REQUIRED ACTION
According to the article on advance directives, who signs the Medical Orders for Life Sustaining Treatment (MOLST) form?

Advance Directives Communicate Your Wishes at the End of Life

by Suzanne Carreiro, LMSW, Hospicare Social Worker

One of my jobs as a hospice social worker is to help our patients and their families think about and complete advance directives. Advance directives provide a road map to future healthcare and are important documents everyone should have. They can include a healthcare proxy (someone you designate to make decisions about your healthcare if you are incapacitated); a living will (guidelines about the type of care you want or do not want); and a Medical Orders for Life Sustaining Treatment (MOLST) form (a document signed by your doctor outlining the type of care you want and who can make decisions for you).

Talking about advance directives and long-term healthcare wishes can be difficult, especially if the first discussion is at a time when a loved one is seriously ill or dying. I encourage you to talk regularly with your loved ones about the type of care you’d want so they aren’t left struggling to guess your wishes. The other important step is completing the advance directive forms.

But how do you make the important decisions necessary to fill out these forms? The following are some suggestions you may find helpful as you think about your own advance directives.

INFORMATION PROVIDED
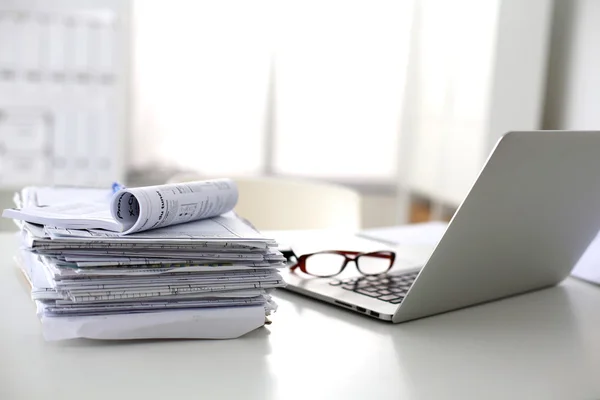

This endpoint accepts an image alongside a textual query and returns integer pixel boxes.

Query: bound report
[2,179,238,235]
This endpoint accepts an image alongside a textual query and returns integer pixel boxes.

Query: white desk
[0,234,600,400]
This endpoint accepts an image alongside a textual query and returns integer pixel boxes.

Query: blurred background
[0,0,600,229]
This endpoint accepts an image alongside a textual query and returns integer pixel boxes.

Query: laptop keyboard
[329,271,419,304]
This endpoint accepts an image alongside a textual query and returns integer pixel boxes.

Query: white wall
[544,0,600,130]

SOLVED PROBLEM
Your doctor signs it.